Advances in genetic and computational tools have enabled researchers to study complex networks of gene expression in individual cells, and the patterns of gene expression in a population of cells across time. This is a major step forward compared to studies that focused on the expression of only a handful of genes, or only one gene or protein at a time. Researchers can now systematically eliminate or exaggerate the expression of individual genes, and assess the impact of removing or overexpressing those genes, and they can do so for huge numbers of genes.
Scientists have now done just that for human embryonic stem cells (hESCs), which orchestrate the development and growth of the human body. In this study, about 18,000 genes were deleted and 12,000 were overexpressed. The work has been reported in Genes & Development. It showed that as stem cells give rise to all the specialized cell types that make up the various tissues and organs we have, they do so through networks of gene expression.
"Our methods allowed us to create an atlas of nearly every gene in the human genome and determine what its overexpression or loss does to the most fundamental first steps of human development," said lead study author Kamila Naxerova, Ph.D. "Instead of looking at genes one by one, we looked at thousands of genetic alterations at the same time to determine how they affect the proliferation of embryonic stem cells, and, subsequently, the development of the three germ layers that serve as the raw material for human tissues."
When genes that are known to be involved in differentiation were deleted, the researchers were surprised to find that the stem cells were resistant to cell death. These genes may, therefore, be involved in both processes, they reasoned. Growth and death has to be carefully controlled and balanced in the cells of growing organisms, the study suggested. The hESCs were also less likely to die when a molecular structure called the SAGA complex was lost, but all three germ layers also failed to develop, highlighting the dual role of SAGA. Genes involved in germ layer development are known to influence the growth of cancer as well.
Scientists will have to reveal how genetic influences control the function of human embryonic stem cells in order to fully understand developmental biology and regenerative medicine, said co-corresponding study author Stephen Elledge, Ph.D., the Gregor Mendel Professor of Genetics and of Medicine at Brigham and Women's Hospital. "Our study provides the most extensive examination of gene functionality in hESCs to date."

Saved entries

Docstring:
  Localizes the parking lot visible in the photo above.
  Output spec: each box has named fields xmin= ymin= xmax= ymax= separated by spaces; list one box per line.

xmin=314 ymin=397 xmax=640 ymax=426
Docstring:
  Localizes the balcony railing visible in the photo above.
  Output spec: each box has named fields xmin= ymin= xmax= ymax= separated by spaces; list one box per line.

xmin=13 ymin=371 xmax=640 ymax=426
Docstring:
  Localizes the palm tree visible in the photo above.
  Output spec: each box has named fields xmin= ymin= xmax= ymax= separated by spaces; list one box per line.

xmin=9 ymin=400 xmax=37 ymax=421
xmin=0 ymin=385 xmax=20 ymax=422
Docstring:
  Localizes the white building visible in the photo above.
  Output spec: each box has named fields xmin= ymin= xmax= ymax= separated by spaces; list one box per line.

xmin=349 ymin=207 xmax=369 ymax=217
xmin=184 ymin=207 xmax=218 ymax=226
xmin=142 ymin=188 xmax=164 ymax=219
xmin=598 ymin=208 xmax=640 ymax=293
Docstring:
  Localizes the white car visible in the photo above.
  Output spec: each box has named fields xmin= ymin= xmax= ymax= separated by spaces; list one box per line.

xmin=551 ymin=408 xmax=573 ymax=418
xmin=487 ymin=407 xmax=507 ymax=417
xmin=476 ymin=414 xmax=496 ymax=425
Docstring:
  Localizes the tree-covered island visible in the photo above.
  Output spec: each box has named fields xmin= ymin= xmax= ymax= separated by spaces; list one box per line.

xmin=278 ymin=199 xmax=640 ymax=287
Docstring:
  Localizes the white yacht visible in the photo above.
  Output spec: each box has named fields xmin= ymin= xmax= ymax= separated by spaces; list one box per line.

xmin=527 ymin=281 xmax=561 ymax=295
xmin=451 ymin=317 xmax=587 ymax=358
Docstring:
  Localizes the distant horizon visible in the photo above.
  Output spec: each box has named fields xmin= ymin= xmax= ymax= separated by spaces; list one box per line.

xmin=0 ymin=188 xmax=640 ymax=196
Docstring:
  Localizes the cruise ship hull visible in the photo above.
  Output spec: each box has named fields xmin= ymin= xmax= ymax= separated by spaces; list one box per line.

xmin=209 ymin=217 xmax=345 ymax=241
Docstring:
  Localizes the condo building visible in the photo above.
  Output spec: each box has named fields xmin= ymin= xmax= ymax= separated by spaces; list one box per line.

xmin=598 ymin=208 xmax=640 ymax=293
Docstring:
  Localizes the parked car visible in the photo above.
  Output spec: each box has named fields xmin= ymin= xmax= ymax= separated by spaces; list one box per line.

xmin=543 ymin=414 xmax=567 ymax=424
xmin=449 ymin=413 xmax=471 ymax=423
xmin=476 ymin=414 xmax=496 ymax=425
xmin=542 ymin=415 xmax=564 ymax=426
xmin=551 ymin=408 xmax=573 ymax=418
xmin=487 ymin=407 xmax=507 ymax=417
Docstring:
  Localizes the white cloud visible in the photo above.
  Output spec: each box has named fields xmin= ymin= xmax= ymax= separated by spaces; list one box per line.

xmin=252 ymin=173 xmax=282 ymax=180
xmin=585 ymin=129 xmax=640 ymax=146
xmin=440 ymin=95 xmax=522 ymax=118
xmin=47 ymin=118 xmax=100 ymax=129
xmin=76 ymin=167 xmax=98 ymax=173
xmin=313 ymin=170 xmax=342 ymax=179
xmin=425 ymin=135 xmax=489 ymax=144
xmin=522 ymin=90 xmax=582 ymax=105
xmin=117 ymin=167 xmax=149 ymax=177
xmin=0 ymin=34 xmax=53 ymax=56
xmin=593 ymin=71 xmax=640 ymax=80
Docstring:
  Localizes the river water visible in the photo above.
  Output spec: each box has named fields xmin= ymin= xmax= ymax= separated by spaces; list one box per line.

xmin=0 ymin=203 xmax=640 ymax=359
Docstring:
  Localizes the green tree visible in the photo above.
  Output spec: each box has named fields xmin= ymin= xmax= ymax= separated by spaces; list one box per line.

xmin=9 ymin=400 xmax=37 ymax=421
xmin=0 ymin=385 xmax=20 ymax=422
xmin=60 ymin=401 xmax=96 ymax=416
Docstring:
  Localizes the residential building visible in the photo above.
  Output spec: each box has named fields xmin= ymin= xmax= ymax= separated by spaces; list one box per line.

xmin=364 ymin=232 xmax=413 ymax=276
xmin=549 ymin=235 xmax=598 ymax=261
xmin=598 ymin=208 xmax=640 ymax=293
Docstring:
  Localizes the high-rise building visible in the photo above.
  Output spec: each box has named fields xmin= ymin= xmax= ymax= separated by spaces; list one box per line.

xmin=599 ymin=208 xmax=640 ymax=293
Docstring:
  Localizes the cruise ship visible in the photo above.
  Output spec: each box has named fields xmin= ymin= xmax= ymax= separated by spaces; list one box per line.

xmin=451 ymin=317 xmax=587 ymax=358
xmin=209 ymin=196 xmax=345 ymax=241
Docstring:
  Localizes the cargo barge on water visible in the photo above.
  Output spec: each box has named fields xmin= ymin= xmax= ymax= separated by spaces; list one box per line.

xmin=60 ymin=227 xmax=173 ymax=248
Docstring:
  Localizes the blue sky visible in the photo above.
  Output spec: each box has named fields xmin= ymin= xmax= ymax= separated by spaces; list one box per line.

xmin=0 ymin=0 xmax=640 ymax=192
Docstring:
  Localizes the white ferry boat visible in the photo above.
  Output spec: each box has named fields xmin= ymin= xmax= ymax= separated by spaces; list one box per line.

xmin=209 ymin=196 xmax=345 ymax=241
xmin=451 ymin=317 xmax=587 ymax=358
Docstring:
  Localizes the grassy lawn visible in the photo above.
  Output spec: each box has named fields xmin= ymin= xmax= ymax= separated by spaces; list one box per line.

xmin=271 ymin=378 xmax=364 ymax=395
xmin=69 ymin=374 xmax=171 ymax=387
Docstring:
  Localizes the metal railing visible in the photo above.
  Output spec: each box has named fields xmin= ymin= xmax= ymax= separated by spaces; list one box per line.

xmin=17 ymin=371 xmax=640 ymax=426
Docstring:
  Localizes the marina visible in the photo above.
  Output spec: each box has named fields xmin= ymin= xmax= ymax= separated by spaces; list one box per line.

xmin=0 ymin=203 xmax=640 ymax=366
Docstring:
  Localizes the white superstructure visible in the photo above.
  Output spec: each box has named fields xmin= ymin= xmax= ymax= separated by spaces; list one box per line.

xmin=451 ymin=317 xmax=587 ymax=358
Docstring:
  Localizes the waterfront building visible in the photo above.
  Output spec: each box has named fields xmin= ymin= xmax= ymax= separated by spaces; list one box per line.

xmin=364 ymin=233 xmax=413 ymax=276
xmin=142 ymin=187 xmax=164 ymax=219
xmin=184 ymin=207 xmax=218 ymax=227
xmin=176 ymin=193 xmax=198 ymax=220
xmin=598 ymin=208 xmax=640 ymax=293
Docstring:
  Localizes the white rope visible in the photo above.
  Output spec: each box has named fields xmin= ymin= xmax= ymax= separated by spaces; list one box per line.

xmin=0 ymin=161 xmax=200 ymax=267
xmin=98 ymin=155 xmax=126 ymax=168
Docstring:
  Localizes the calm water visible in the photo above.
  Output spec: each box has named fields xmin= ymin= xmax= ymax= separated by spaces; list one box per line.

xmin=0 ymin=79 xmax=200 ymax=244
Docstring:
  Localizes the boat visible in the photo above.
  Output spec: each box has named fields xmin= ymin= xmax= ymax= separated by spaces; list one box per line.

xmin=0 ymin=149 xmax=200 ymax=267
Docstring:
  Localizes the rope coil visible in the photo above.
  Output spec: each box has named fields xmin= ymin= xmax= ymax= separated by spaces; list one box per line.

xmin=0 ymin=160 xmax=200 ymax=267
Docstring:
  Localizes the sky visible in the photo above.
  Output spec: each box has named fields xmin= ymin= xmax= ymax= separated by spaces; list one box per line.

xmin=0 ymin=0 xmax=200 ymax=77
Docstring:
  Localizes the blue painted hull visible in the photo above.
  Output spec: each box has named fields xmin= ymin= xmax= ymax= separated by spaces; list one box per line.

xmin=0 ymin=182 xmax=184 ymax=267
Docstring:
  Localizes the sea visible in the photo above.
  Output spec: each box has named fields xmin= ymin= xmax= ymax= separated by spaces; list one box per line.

→ Questions
1. In the fourth paragraph of the stem cell article, what results did the researchers observe when genes or the SAGA complex were lost? List every result it reports.
2. Return the portion of the stem cell article starting at "When genes that" and ending at "cancer as well.", word for word.
The saved entries are not needed for this work.

→ Results for each task
1.
- When genes known to be involved in differentiation were deleted, the stem cells were resistant to cell death.
- When the SAGA complex was lost, the hESCs were less likely to die.
- When the SAGA complex was lost, all three germ layers failed to develop.

2.
When genes that are known to be involved in differentiation were deleted, the researchers were surprised to find that the stem cells were resistant to cell death. These genes may, therefore, be involved in both processes, they reasoned. Growth and death has to be carefully controlled and balanced in the cells of growing organisms, the study suggested. The hESCs were also less likely to die when a molecular structure called the SAGA complex was lost, but all three germ layers also failed to develop, highlighting the dual role of SAGA. Genes involved in germ layer development are known to influence the growth of cancer as well.